(Rows from a dataset)
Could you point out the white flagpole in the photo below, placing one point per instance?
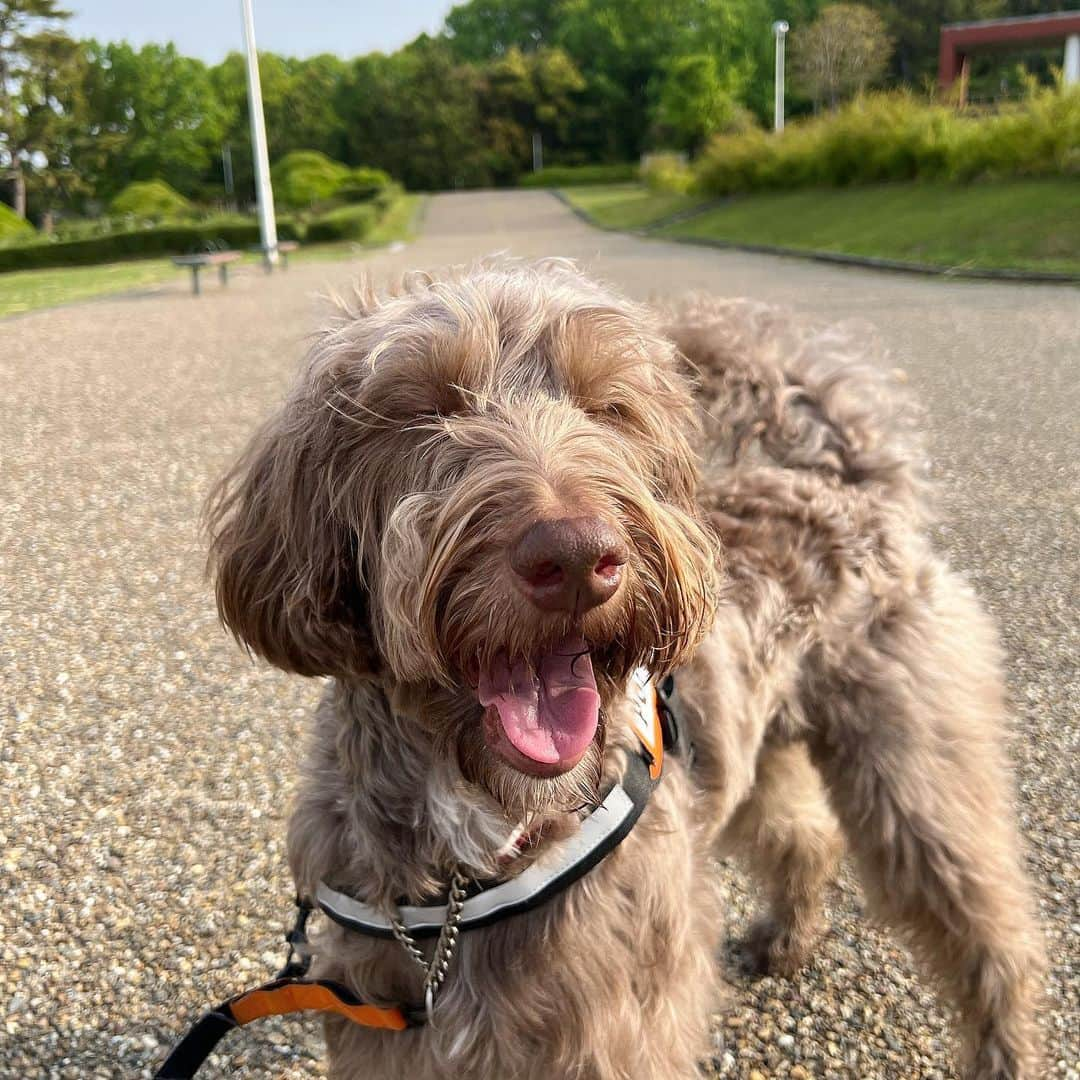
(779, 28)
(264, 193)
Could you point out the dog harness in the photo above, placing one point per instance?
(656, 730)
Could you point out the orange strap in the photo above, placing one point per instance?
(285, 995)
(312, 996)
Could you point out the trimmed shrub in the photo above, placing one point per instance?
(667, 172)
(559, 176)
(162, 240)
(151, 201)
(883, 137)
(364, 185)
(349, 223)
(13, 227)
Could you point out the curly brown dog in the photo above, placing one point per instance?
(495, 494)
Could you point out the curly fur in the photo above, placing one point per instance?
(836, 678)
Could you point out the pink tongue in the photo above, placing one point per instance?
(550, 717)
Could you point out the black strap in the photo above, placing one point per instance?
(636, 784)
(196, 1047)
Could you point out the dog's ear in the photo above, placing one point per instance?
(286, 567)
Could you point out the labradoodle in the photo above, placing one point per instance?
(491, 496)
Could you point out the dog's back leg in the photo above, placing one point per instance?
(790, 841)
(909, 741)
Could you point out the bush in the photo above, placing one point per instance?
(667, 172)
(883, 137)
(349, 223)
(307, 176)
(364, 185)
(151, 201)
(13, 227)
(558, 176)
(232, 231)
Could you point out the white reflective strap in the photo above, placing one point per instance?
(517, 892)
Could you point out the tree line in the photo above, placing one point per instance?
(598, 80)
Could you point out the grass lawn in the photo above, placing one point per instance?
(1021, 225)
(629, 205)
(27, 289)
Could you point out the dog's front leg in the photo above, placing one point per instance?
(909, 742)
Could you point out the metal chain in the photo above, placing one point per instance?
(435, 969)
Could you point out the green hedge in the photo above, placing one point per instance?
(151, 200)
(305, 178)
(349, 223)
(558, 176)
(883, 137)
(12, 226)
(162, 240)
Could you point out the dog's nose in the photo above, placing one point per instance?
(571, 564)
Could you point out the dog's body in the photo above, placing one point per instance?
(826, 650)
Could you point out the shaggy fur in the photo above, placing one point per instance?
(836, 678)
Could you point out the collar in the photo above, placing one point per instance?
(602, 832)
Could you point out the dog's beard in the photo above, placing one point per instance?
(521, 795)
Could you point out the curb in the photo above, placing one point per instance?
(864, 261)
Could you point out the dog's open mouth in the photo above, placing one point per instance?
(541, 718)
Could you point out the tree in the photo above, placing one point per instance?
(162, 110)
(845, 50)
(299, 102)
(522, 94)
(30, 46)
(486, 29)
(696, 98)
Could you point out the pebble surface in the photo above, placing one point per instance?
(146, 765)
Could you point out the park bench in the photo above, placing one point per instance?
(198, 261)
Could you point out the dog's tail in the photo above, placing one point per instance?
(785, 391)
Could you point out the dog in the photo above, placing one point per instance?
(493, 496)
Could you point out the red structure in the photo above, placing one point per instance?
(959, 40)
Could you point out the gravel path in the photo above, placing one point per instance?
(145, 766)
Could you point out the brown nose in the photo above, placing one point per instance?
(571, 564)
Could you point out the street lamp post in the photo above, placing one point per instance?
(780, 28)
(264, 193)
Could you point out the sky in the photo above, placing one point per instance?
(211, 28)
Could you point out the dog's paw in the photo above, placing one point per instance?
(995, 1060)
(777, 948)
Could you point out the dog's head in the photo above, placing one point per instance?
(482, 493)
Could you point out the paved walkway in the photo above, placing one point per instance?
(145, 767)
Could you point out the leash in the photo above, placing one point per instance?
(289, 991)
(656, 729)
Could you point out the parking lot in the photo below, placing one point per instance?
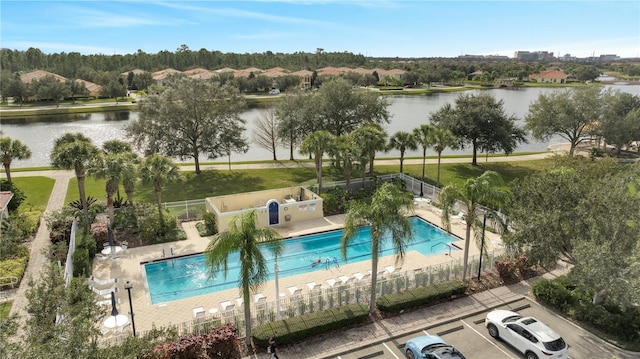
(469, 335)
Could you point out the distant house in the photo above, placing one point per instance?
(550, 76)
(27, 78)
(473, 75)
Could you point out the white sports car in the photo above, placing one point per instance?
(528, 335)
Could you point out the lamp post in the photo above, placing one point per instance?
(279, 316)
(484, 224)
(128, 287)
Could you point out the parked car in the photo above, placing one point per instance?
(430, 347)
(528, 335)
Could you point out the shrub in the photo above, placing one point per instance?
(81, 262)
(210, 223)
(18, 195)
(432, 294)
(13, 268)
(554, 293)
(303, 326)
(506, 269)
(220, 342)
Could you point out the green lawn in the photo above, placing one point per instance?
(37, 190)
(5, 308)
(221, 182)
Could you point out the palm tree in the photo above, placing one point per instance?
(441, 138)
(243, 237)
(384, 213)
(74, 151)
(110, 168)
(12, 149)
(130, 172)
(316, 144)
(370, 138)
(424, 140)
(402, 141)
(346, 149)
(158, 171)
(473, 192)
(114, 147)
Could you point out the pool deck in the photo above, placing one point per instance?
(127, 267)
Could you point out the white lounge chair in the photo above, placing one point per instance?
(293, 290)
(107, 302)
(313, 286)
(103, 291)
(331, 282)
(198, 312)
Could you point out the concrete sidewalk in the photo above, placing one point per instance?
(332, 345)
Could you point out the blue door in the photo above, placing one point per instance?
(274, 212)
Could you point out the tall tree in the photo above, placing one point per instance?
(158, 171)
(620, 124)
(385, 214)
(423, 138)
(188, 119)
(370, 139)
(76, 88)
(265, 133)
(49, 87)
(402, 141)
(294, 114)
(244, 239)
(114, 88)
(340, 109)
(482, 190)
(130, 173)
(317, 144)
(440, 139)
(349, 152)
(114, 147)
(597, 235)
(74, 151)
(111, 168)
(480, 121)
(10, 150)
(56, 312)
(567, 113)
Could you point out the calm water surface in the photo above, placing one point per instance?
(407, 113)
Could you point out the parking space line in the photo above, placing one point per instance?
(487, 339)
(389, 349)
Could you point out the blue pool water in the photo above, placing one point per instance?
(188, 276)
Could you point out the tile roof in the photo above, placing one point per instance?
(39, 74)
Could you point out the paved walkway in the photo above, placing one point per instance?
(38, 255)
(41, 242)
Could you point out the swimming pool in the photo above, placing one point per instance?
(188, 276)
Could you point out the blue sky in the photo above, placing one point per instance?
(379, 28)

▶ _Work to be completed_: Rewrite the lines of the records above as a JSON list of strings, with one string per line and blank lines left out, covering all the records. Do not include the pictures in your answer.

▶ _Exercise output_:
[
  "Could you point out the white flagpole in the photo below, placing one point per instance?",
  "(779, 28)",
  "(264, 193)",
  "Could you point out the dog harness in the photo above, placing one point per instance?",
  "(656, 730)",
  "Could you point out the orange strap in the photo above, placing one point per instance?",
  "(285, 995)",
  "(312, 996)",
  "Could you point out the trimmed shrub in the photo above, placing one point per instance?",
  "(667, 172)",
  "(559, 176)",
  "(162, 240)",
  "(151, 201)",
  "(883, 137)",
  "(364, 185)",
  "(349, 223)",
  "(13, 227)",
  "Could you point out the curly brown dog in the photo above, placing one point per instance?",
  "(495, 494)",
  "Could you point out the curly fur in the photo above, placing one point per instance?",
  "(836, 678)",
  "Could you point out the pink tongue in the photo above, placing one point per instance?",
  "(550, 717)",
  "Could you point out the black strap in the photo above, placing one point per instance?",
  "(636, 784)",
  "(196, 1047)",
  "Could you point out the dog's ear in the photo above, placing one point per instance?",
  "(286, 567)",
  "Could you point out the labradoodle in the photo above, placing one point per instance?",
  "(491, 496)",
  "Could you point out the dog's back leg in the photo above, placing one point per instance?",
  "(790, 841)",
  "(909, 741)",
  "Could you point out the bush in the photo above, placing one point per instance?",
  "(667, 172)",
  "(883, 137)",
  "(349, 223)",
  "(307, 176)",
  "(364, 185)",
  "(151, 201)",
  "(13, 227)",
  "(558, 176)",
  "(232, 231)",
  "Could you point out the white reflective strap in the photo above, placing one point per instance?",
  "(517, 892)",
  "Could you point out the tree line in the photo above, placing one point per instance?",
  "(598, 80)",
  "Could you point out the grass lawn in the photo above, placing one point per instance?",
  "(1021, 225)",
  "(629, 205)",
  "(27, 289)",
  "Could you point out the dog's front leg in the photo above, placing one point per instance?",
  "(909, 742)",
  "Could you point out the metal chain in the photo above, placing one point per instance?",
  "(435, 969)",
  "Could you point out the green hedge in the photo above, placing one point per instance?",
  "(151, 200)",
  "(305, 178)",
  "(349, 223)",
  "(558, 176)",
  "(883, 137)",
  "(12, 226)",
  "(162, 240)",
  "Could you point out the dog's nose in the photo above, placing one point per instance?",
  "(571, 564)",
  "Could you point out the dog's body in the photo above, placing one point per instance?",
  "(826, 650)",
  "Could you point out the shaggy fur in the photo above, placing one point per instance?",
  "(836, 678)",
  "Could you point out the collar in the photo above, placing one point per instance?",
  "(602, 832)",
  "Could you point out the dog's beard in the photo above, placing one point per instance?",
  "(521, 795)",
  "Could you point out the curb in the photo above, placing one point per instance?",
  "(864, 261)",
  "Could you point out the dog's open mouth in the photo above, placing one point per instance?",
  "(541, 718)",
  "Could you point out the tree in the photo above, placing one point per instance?",
  "(162, 110)",
  "(845, 50)",
  "(299, 102)",
  "(522, 94)",
  "(30, 46)",
  "(486, 29)",
  "(696, 98)",
  "Could you point out the pebble surface in the photo above, placing one point per instance?",
  "(146, 765)",
  "Could you point out the park bench in the photo above, placing one point per instance?",
  "(198, 261)",
  "Could you point out the dog's tail in the photo above, placing one point per instance?",
  "(785, 391)",
  "Could you point out the dog in the photo above, placing one point per instance?",
  "(493, 496)",
  "Could you point out the red structure in the photo above, placing one point per instance?",
  "(959, 40)",
  "Could you point out the gravel path in the photo above, placing one point per instance?",
  "(145, 766)",
  "Could you point out the brown nose in the photo above, placing one point per instance?",
  "(571, 564)",
  "Could you point out the street lamp post in the photo above, placing one point per instance?",
  "(780, 28)",
  "(264, 193)",
  "Could you point out the sky in the photo above, placing one point per instance?",
  "(211, 28)",
  "Could you point out the dog's paw in the photo above, placing one point per instance?",
  "(995, 1060)",
  "(777, 948)",
  "Could you point out the dog's head in the photo above, placing one point per instance?",
  "(482, 493)",
  "Could you point out the paved walkway in the photo above, placing one point per instance?",
  "(145, 767)",
  "Could you point out the leash in the photo above, placing one point per instance?",
  "(289, 991)",
  "(656, 729)",
  "Could you point out the parking lot in the photo below, placing one point per instance?",
  "(469, 335)",
  "Could you point out the distant house in the photo above, placing one point per instance?",
  "(550, 76)",
  "(27, 78)",
  "(473, 75)",
  "Could you point out the white sports car in the photo above, placing one point per instance?",
  "(528, 335)",
  "Could you point out the lamp post in the photo above, placing one point per instance?",
  "(279, 316)",
  "(484, 224)",
  "(128, 287)",
  "Could you point out the parked car in the photo above, placing one point per instance?",
  "(430, 347)",
  "(528, 335)",
  "Could you point out the shrub in the photo above, placing one point per instance?",
  "(81, 262)",
  "(210, 223)",
  "(18, 195)",
  "(432, 294)",
  "(13, 268)",
  "(554, 293)",
  "(303, 326)",
  "(506, 269)",
  "(220, 342)",
  "Could you point out the green lawn in the photo above, placing one point per instance?",
  "(37, 190)",
  "(5, 308)",
  "(221, 182)",
  "Could you point out the palm tree in the photo above, placing one point per instance?",
  "(441, 138)",
  "(243, 237)",
  "(384, 213)",
  "(74, 151)",
  "(110, 168)",
  "(12, 149)",
  "(130, 172)",
  "(316, 144)",
  "(370, 138)",
  "(424, 140)",
  "(402, 141)",
  "(346, 149)",
  "(158, 171)",
  "(473, 192)",
  "(114, 147)",
  "Could you point out the pool deck in the photo above, placing one point per instance?",
  "(127, 267)",
  "Could you point out the white lounge chair in the photo above, placing one point per instance?",
  "(293, 290)",
  "(107, 302)",
  "(313, 286)",
  "(103, 291)",
  "(331, 282)",
  "(198, 312)",
  "Could you point out the concrete sidewalk in the photo above, placing one point per instance?",
  "(332, 345)",
  "Could you point out the blue door in the photo above, placing one point per instance?",
  "(274, 212)",
  "Could you point out the tall tree in the photo above, placing one point per instance?",
  "(158, 171)",
  "(620, 124)",
  "(385, 214)",
  "(423, 138)",
  "(188, 119)",
  "(370, 139)",
  "(76, 88)",
  "(265, 133)",
  "(49, 87)",
  "(402, 141)",
  "(294, 114)",
  "(244, 239)",
  "(114, 88)",
  "(340, 109)",
  "(482, 190)",
  "(130, 173)",
  "(317, 144)",
  "(440, 139)",
  "(349, 152)",
  "(114, 147)",
  "(597, 235)",
  "(74, 151)",
  "(111, 168)",
  "(480, 121)",
  "(10, 150)",
  "(56, 312)",
  "(567, 113)",
  "Could you point out the calm water surface in the photo above, placing one point per instance?",
  "(407, 113)",
  "Could you point out the parking space line in the photo above, placing one point per instance?",
  "(487, 339)",
  "(389, 349)",
  "Could you point out the blue pool water in the photo above, placing one point per instance?",
  "(188, 276)",
  "Could you point out the tile roof in the photo above, placing one point per instance?",
  "(39, 74)",
  "Could you point out the paved walkway in the photo above, placing one point per instance?",
  "(38, 255)",
  "(41, 242)",
  "Could you point out the swimming pool in the photo above, placing one point per instance?",
  "(188, 276)",
  "Could you point out the blue sky in the photo above, placing one point per instance?",
  "(379, 28)"
]